------ Records supplied

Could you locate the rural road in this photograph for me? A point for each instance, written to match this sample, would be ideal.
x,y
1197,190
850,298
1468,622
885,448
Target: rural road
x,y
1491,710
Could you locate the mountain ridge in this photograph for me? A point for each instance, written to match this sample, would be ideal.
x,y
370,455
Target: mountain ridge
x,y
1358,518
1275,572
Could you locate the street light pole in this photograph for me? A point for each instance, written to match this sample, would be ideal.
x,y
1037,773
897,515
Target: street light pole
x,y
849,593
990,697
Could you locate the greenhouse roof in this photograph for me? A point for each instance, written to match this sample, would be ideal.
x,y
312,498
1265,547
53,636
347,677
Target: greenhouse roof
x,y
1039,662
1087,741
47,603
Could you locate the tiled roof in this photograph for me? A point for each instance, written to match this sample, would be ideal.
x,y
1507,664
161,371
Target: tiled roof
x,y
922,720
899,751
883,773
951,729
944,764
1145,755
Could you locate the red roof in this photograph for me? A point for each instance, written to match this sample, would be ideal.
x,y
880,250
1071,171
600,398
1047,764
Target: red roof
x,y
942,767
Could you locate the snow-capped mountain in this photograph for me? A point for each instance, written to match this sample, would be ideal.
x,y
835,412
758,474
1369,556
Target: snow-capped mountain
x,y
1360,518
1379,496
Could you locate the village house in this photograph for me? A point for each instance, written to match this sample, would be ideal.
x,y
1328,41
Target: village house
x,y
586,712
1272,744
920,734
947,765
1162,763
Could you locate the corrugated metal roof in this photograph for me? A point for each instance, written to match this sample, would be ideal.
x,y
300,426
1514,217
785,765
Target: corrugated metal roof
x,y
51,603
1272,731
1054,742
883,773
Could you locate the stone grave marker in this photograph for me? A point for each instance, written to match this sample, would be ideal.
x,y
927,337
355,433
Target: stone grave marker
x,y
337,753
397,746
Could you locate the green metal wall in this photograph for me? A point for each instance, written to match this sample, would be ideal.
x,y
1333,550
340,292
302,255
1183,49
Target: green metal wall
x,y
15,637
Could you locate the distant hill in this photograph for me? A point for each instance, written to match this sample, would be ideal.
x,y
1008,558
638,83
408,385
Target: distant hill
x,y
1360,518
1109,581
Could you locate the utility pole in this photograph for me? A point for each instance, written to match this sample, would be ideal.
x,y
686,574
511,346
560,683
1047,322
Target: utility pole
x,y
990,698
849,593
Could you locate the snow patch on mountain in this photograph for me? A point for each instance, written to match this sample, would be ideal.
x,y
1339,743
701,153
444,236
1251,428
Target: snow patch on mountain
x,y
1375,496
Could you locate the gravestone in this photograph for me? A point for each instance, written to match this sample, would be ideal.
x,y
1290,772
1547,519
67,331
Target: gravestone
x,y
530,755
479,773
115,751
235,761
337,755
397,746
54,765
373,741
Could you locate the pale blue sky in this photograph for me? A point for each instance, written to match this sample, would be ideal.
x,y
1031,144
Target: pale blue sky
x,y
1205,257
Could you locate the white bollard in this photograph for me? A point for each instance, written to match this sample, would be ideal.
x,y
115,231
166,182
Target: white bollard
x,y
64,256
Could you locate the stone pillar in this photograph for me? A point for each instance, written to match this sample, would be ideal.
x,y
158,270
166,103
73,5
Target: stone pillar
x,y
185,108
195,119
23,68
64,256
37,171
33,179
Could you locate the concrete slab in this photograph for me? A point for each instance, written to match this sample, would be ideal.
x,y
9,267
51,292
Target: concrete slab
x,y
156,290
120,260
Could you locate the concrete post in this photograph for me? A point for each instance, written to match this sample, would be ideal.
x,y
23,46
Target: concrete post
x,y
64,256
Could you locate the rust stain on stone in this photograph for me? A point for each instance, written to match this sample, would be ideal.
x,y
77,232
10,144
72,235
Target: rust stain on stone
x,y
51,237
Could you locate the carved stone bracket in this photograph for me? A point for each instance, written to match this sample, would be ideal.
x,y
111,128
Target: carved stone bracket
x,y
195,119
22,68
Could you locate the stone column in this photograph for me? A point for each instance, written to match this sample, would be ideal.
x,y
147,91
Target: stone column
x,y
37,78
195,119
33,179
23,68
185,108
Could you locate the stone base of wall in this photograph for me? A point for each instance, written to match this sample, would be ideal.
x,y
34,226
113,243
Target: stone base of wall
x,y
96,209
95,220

------------

[What is required] Copy every record above verbatim and in full.

[Your response]
Could you locate the rural road in this photograph for me? A point for each instance, written to match this sample, would be ideal.
x,y
1197,190
850,298
1468,622
885,448
Target: rural road
x,y
1491,710
Could you locate the mountain ridge in this photograph for me? A point for each instance, written to match this sample, would be ideal.
x,y
370,455
Target: mountain ridge
x,y
1358,518
1275,572
Could you locate the street light pole in this photograph for me? A point for each instance, written to match this sample, would be ideal.
x,y
1037,773
897,515
Target: street light pole
x,y
849,593
990,697
Could you locate the greenhouse roof in this photograph for me? A point for each instance, written to match this sample, would be ideal.
x,y
312,498
1265,547
53,636
347,677
Target: greenhouse roof
x,y
1039,662
1087,741
47,603
Could you locate the tiled roof in this photograph for me? A point for each instance, written to match this sample, would be ideal.
x,y
1507,664
161,371
Target: tiled roof
x,y
922,720
899,751
883,773
951,729
944,764
1145,755
Could you locate the red roof in this photograph for me? A point for each instance, written to match this sample, would be ideal.
x,y
880,250
1071,171
600,398
1047,764
Target: red roof
x,y
942,767
Could you locate the snow-capped mountain in this photograph for me? A point for each instance, written to match this sample, would be ideal.
x,y
835,412
758,474
1369,556
Target: snow-capped mountain
x,y
1360,518
1379,496
Could you locate the village house in this photograph for me? A point for each instance, written to match this sample, would be ideal.
x,y
1328,41
Target: village house
x,y
586,712
1272,744
920,734
947,765
1162,763
Could you locate the corrugated metal roof in this photograph for me? A point for each instance, written to match this sample, would be ideal.
x,y
300,426
1514,217
785,765
Target: corrugated metal roof
x,y
51,603
1272,731
1054,742
883,773
Could you locate the stone grave marker in this photograph for me? A point for each instance, written to match this sample, would be ideal.
x,y
927,337
355,433
Target: stone grave marker
x,y
337,753
397,746
Could you locate the green metal wall in this photograph for me? A point for each instance, written to match this sample, would be ideal.
x,y
1333,550
340,292
302,255
1183,49
Target: green metal wall
x,y
15,637
Could you locate the distant hill in this photograph for me? A point for each instance, written to match this sample, would be ideal.
x,y
1008,558
638,83
408,385
Target: distant hill
x,y
1360,518
1109,581
Could you locate the utility pole in this photograph for me? A point for each instance, written to match this sample, would be ideal.
x,y
686,574
511,346
560,683
1047,322
Target: utility pole
x,y
990,698
849,593
Could you locate the snow patch on mountain in this photograph for me? A point for each instance, written to match this sample, would be ideal.
x,y
1339,743
701,153
444,236
1251,428
Target: snow patch on mountain
x,y
1375,496
Could you locate the gravestone in this photograph for me? A point for each instance, written to match this sample, would be ideal.
x,y
1290,772
1547,519
67,331
Target: gravestone
x,y
530,755
479,773
115,751
235,761
337,755
397,746
54,765
373,741
Could you locate the pale blue sky in this photograph for me? A point for each instance, written to match this sample, would be ideal.
x,y
1031,144
Target: pale blue sky
x,y
1205,257
Could you locate the white bollard in this photograph for me? A point for each instance, written to match this sample, would be ideal.
x,y
115,231
166,182
Target: white bollard
x,y
64,256
Could you locate the stone pillar in this photograph for me? A point for each instance, written to match this sample, would be ideal.
x,y
158,270
166,103
73,5
Target: stone pillar
x,y
185,108
195,119
23,68
64,256
37,171
33,179
Could you locate the concrete slab in this photograph for me? A point for each instance, written to match this sample, would be ideal.
x,y
9,267
51,292
Target: concrete slab
x,y
156,290
120,260
Could you locate the concrete post in this photograph for me? A point for each instance, written to match this sample, would be ideal.
x,y
23,46
Target: concrete post
x,y
64,256
Could you locate the rust stain on stone in this photograph for me? A point for each instance, written to match this sample, would be ideal.
x,y
77,232
10,144
72,235
Target: rust stain on stone
x,y
51,237
Could you locate the carved stone bracket in this photograph for me? A point for each instance, written to match this sample, would be ideal.
x,y
111,128
Target: carved stone bracket
x,y
195,119
22,68
Could you locate the stone column in this photograph for me? A point for each instance, written to match this sample, would be ideal.
x,y
147,91
Target: stone column
x,y
37,78
195,119
33,179
23,68
185,108
Could you locate the stone base of wall in this photograph for me? A point for each instance, written to match this sample, would be ideal.
x,y
34,226
113,243
Target: stone base of wall
x,y
96,209
95,220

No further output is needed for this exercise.